Task to carry out - Please put the entries below into a two-column CSV with the headers "request" and "answer", one row per request, where each field is quoted and any line breaks inside it become spaces. Cover every entry and leave the pictures out.

+++ Data for this task +++

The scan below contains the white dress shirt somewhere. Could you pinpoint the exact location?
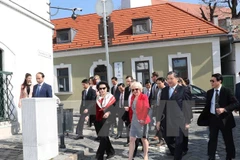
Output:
[210,85,222,114]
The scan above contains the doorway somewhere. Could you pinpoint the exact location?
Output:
[94,65,107,82]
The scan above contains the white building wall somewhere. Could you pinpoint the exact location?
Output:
[0,0,54,132]
[234,43,240,83]
[121,0,152,9]
[10,0,50,20]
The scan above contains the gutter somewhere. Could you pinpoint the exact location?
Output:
[53,34,229,53]
[0,0,54,29]
[221,36,233,59]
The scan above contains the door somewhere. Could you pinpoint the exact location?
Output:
[94,65,107,82]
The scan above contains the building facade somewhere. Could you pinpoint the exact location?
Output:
[0,0,54,138]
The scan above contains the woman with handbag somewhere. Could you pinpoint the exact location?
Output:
[128,82,151,160]
[96,81,116,160]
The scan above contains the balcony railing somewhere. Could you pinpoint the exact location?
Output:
[0,71,16,121]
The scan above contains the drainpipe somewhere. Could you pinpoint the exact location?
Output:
[221,36,233,59]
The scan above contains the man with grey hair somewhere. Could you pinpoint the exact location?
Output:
[157,71,191,160]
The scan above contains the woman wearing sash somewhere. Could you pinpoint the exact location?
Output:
[96,81,116,160]
[18,73,33,108]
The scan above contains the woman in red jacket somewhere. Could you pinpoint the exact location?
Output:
[128,82,151,160]
[95,81,116,160]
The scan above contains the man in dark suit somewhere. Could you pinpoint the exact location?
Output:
[157,72,191,160]
[32,72,52,98]
[74,79,96,140]
[110,77,120,137]
[198,73,239,160]
[115,83,125,139]
[124,76,133,146]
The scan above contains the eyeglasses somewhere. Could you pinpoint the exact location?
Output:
[98,87,106,90]
[132,88,138,92]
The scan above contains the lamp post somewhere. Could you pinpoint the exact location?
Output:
[96,0,113,84]
[102,0,111,84]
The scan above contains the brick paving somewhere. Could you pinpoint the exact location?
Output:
[0,114,240,160]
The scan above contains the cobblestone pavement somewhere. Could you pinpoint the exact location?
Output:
[0,114,240,160]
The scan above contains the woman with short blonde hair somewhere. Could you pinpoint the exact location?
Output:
[128,82,151,160]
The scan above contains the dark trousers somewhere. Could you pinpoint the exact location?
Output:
[163,122,184,160]
[76,114,87,136]
[96,119,115,160]
[208,115,236,158]
[117,108,125,135]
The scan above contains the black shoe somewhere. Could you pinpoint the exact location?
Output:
[74,135,84,140]
[166,152,174,156]
[94,137,100,141]
[114,134,122,139]
[106,154,115,159]
[123,143,129,147]
[182,151,187,157]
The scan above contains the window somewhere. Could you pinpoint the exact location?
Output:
[57,28,76,43]
[168,52,193,84]
[132,18,152,35]
[135,61,150,84]
[57,68,69,92]
[131,55,153,85]
[54,64,72,94]
[172,57,188,78]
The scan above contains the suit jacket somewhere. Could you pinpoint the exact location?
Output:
[111,86,121,105]
[129,93,151,124]
[197,86,239,129]
[32,82,52,98]
[80,87,96,114]
[124,86,131,106]
[157,85,192,124]
[235,82,240,107]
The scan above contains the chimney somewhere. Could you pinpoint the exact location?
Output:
[121,0,152,9]
[226,17,232,27]
[213,15,218,26]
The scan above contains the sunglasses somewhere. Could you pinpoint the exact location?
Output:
[98,87,106,90]
[132,88,138,92]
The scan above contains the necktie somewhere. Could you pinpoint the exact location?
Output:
[147,91,149,97]
[83,90,87,106]
[119,93,123,108]
[215,90,219,115]
[36,84,41,97]
[169,87,174,98]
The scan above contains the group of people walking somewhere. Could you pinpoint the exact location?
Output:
[75,72,240,160]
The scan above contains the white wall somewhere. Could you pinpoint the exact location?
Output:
[10,0,50,20]
[234,43,240,82]
[121,0,152,9]
[0,0,53,126]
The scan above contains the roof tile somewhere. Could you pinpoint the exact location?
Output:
[52,3,227,51]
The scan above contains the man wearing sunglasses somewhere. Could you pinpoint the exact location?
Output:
[198,73,239,160]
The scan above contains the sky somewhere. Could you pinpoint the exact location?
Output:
[50,0,200,19]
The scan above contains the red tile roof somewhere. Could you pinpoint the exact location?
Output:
[152,0,232,20]
[52,3,227,52]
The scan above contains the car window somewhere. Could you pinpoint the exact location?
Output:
[192,86,202,94]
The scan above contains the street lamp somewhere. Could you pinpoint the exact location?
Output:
[96,0,113,84]
[48,3,82,20]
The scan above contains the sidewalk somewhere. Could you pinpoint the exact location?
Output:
[0,114,240,160]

+++

Result below -
request,answer
"The scan below contains the white dress shirt somewhere. Could you pinpoint the exact location? Output:","[210,85,222,114]"
"The scan above contains the doorway somewhere. Could you pinpoint the exact location? Output:","[94,65,107,82]"
"The scan above contains the white building wall somewhere. Could you pinpoint the exact location? Output:","[0,0,54,132] [234,43,240,83] [121,0,152,9] [10,0,50,20]"
"The scan above contains the gutter somewhere. Could you pinpoint the exact location? Output:","[53,34,229,53] [0,0,54,29] [221,36,233,59]"
"The scan above contains the door somewhere. Could you pinpoint the exact location? Output:","[94,65,107,82]"
"The scan above contains the building facade somewhere. Could you pinpoint the exact location? Output:","[0,0,54,138]"
"The scan above contains the woman with handbag somewhere. Could you pinpoint the exact location? Output:","[128,82,151,160] [96,81,116,160]"
"The scan above contains the balcony railing somewhere. Could you pinpoint the exact location? Output:","[0,71,16,121]"
"The scan above contains the drainpipe somewhere. Could you pinpoint the exact location? Output:","[221,36,233,59]"
"The scan above contains the man with grey hair somewhere. Could you pinpoint the exact location? Output:","[157,71,191,160]"
"The scan above contains the woman wearing sash somewhere. Could you pinpoint the exact location? Output:","[96,81,116,160] [18,73,33,108]"
"The scan above contains the woman in red jacket somewhere. Could you pinpoint the exact location? Output:","[128,82,151,160] [95,81,116,160]"
"The scan above contains the man in dark suit somewhere. Could you pinpoint the exact location? Output:","[157,72,191,160] [32,72,52,98] [74,79,96,140] [110,77,120,137] [198,73,239,160] [115,83,125,139] [124,76,133,146]"
"The scan above contains the eyeglasses somewhere. Could you pinpoint the exact location? Output:","[98,87,106,90] [132,88,138,92]"
"The scan above contains the lamp post somewhere. Could you pinpoint the exact location? Output:","[96,0,113,84] [102,0,111,84]"
"The scan above contains the brick paving somewhere. Could you pinpoint the exact location? Output:","[0,114,240,160]"
"The scan above contains the cobblestone pavement somewhere. Could you pinpoint the exact location? Output:","[0,114,240,160]"
"The scan above contains the woman with short blonde hair somewhere. Could you pinpoint the exact location? Output:","[128,82,151,160]"
"The scan above contains the dark trousers somewhere. Could you pinpoint the exact location? Output:","[163,122,184,160] [76,114,87,136] [96,119,115,160] [208,115,236,158] [117,108,125,135]"
"The scan above contains the black shoe somewhere. Could you pinpoint the exact location? Output:","[74,135,84,140] [166,152,174,156] [94,137,100,141] [114,134,122,139] [106,154,115,159] [123,143,129,147] [182,151,187,157]"
"The scan above contains the window somewhere. Could you pinpoint the exact location? Output:","[57,28,76,43] [168,52,193,84] [132,18,152,35] [135,61,150,84] [57,68,69,92] [131,55,153,85] [54,64,72,94] [172,57,188,78]"
"The scan above contains the suit jacket somewhere. Could you pinpoint the exact location? Output:","[111,86,121,105] [129,93,151,124] [197,86,239,129] [32,82,52,98] [80,87,96,114] [124,86,131,106] [157,85,192,124] [235,82,240,107]"
"The scan above contains the chimney somewhere. Could you pinpoint the exact location? Output:","[121,0,152,9] [226,17,232,27] [213,15,218,26]"
"The scan above contains the sunglasses somewhere. Could you pinpoint the exact location? Output:","[98,87,106,90] [132,88,138,92]"
"The scan above contains the necktie somewhere. Could you pinpoint the exact location? Output:","[147,91,149,97] [83,90,87,106] [119,93,123,108] [215,90,219,115] [36,84,41,97] [169,87,174,98]"
"The scan above contains the group of people walking somewhere. Could you pinpoint the exact location? Output:","[75,72,240,160]"
"The scan above contains the white wall somewhere. Could you pinpoint the exact location? Output:","[10,0,50,20] [234,43,240,82] [121,0,152,9] [0,0,53,126]"
"The scan above contains the roof tile somewhere. Could you pinpoint the exact location? Output:","[52,3,227,51]"
"The scan above contains the man wearing sunglasses somewhere. Could you pinpoint the exact location? Output:","[198,73,239,160]"
"The scan above contains the sky somewhere. Could you pinpoint the exact location? Output:","[50,0,200,19]"
"The scan above contains the red tile roof somewhere. Could you pinpoint the exact location? Output:","[152,0,232,20] [52,3,227,52]"
"The scan above contains the car window somewhere. Could you pinpoint the exact location? Output:","[192,86,202,94]"
"The scan above contains the street lamp somewhere. Could you pinpoint the exact location? Output:","[96,0,113,84] [48,3,82,20]"
"The scan above contains the sidewalk somewhere. Could you pinpoint the exact location? Output:","[0,114,240,160]"